◆ **Data for this task**
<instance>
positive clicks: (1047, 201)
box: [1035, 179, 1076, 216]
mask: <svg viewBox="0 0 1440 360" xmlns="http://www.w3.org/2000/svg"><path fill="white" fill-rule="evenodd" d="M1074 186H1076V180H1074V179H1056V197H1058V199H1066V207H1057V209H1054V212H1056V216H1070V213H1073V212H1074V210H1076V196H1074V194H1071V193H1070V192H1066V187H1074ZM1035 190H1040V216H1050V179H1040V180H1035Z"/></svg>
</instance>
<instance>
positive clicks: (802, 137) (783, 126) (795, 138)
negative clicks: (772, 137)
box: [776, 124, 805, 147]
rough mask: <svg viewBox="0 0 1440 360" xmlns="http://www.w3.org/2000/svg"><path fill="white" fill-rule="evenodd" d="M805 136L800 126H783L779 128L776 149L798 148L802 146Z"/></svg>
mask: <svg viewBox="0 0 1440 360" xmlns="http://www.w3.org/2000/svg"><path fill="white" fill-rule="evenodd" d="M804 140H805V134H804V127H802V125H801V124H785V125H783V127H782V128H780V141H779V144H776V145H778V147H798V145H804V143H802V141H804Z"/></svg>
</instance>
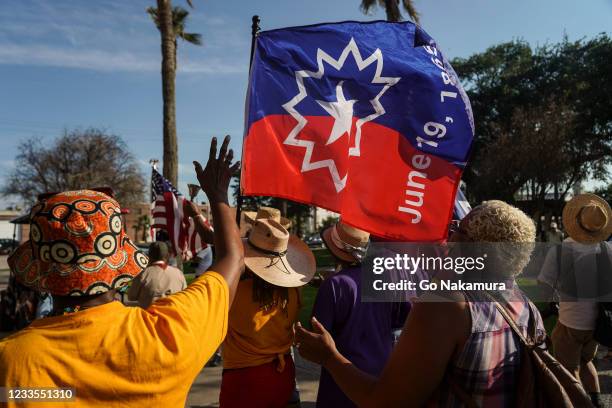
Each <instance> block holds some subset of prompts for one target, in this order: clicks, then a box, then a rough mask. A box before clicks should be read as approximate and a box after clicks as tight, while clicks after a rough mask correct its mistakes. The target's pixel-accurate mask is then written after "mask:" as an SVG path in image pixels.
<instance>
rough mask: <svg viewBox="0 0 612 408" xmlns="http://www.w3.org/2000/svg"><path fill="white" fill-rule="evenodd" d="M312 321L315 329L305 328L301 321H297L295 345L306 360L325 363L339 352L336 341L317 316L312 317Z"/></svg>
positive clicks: (312, 361)
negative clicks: (312, 329)
mask: <svg viewBox="0 0 612 408" xmlns="http://www.w3.org/2000/svg"><path fill="white" fill-rule="evenodd" d="M311 323H312V329H313V331H308V330H306V329H305V328H303V327H302V325H301V324H300V322H298V323H296V325H295V326H294V331H295V340H294V342H295V346H296V347H297V349H298V350H299V352H300V355H301V356H302V357H304V358H305V359H306V360H310V361H312V362H313V363H317V364H321V365H325V363H326V362H327V361H328V360H329V359H330V357H332V356H334V355H335V354H337V353H338V350H337V349H336V343H335V342H334V339H333V338H332V336H331V334H329V332H328V331H327V330H325V327H323V325H322V324H321V323H319V321H318V320H317V319H316V318H315V317H313V318H312V320H311Z"/></svg>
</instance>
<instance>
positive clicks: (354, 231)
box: [321, 220, 370, 262]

◆ **What the task requires**
For every line above, produce an exact transcription that omits the images.

◆ **Response box**
<instance>
positive clicks: (1047, 201)
box: [1035, 179, 1076, 216]
mask: <svg viewBox="0 0 1440 360" xmlns="http://www.w3.org/2000/svg"><path fill="white" fill-rule="evenodd" d="M1074 186H1076V180H1074V179H1056V197H1058V199H1066V207H1057V209H1054V212H1056V216H1070V213H1073V212H1074V210H1076V196H1074V194H1071V193H1070V192H1066V187H1074ZM1035 190H1040V216H1050V179H1040V180H1035Z"/></svg>
</instance>
<instance>
positive clicks: (802, 137) (783, 126) (795, 138)
negative clicks: (772, 137)
box: [776, 124, 805, 147]
rough mask: <svg viewBox="0 0 1440 360" xmlns="http://www.w3.org/2000/svg"><path fill="white" fill-rule="evenodd" d="M805 136L800 126H783L779 128L776 149L798 148L802 146Z"/></svg>
mask: <svg viewBox="0 0 1440 360" xmlns="http://www.w3.org/2000/svg"><path fill="white" fill-rule="evenodd" d="M804 140H805V134H804V127H802V125H801V124H785V125H783V127H782V128H780V141H779V144H776V145H778V147H798V145H804V143H802V141H804Z"/></svg>
</instance>
Each <instance> block holds some subset of prompts for one target, in this order: clicks, then a box, then a rough mask. A box before clicks should be read as approximate and a box after clicks as tight, while clicks after a rough mask correct its mistakes. The target's pixel-accurate mask is then written after "mask:" as an SVG path in image pixels.
<instance>
rough mask: <svg viewBox="0 0 612 408" xmlns="http://www.w3.org/2000/svg"><path fill="white" fill-rule="evenodd" d="M312 321L315 329L305 328L301 321H297L295 345L306 360L325 363L339 352L336 341L317 316L312 317Z"/></svg>
positive clicks: (312, 361)
negative clicks: (312, 329)
mask: <svg viewBox="0 0 612 408" xmlns="http://www.w3.org/2000/svg"><path fill="white" fill-rule="evenodd" d="M311 323H312V329H313V331H308V330H306V329H305V328H303V327H302V325H301V324H300V322H298V323H296V325H295V326H294V331H295V340H294V342H295V346H296V347H297V349H298V350H299V352H300V355H301V356H302V357H304V358H305V359H306V360H310V361H312V362H313V363H317V364H321V365H325V363H326V362H327V361H328V360H329V359H330V357H332V356H334V355H335V354H337V353H338V350H337V349H336V343H335V342H334V339H333V338H332V336H331V334H329V332H328V331H327V330H325V327H323V325H322V324H321V323H319V321H318V320H317V319H316V318H315V317H313V318H312V320H311Z"/></svg>
</instance>
<instance>
positive clicks: (354, 231)
box: [321, 220, 370, 262]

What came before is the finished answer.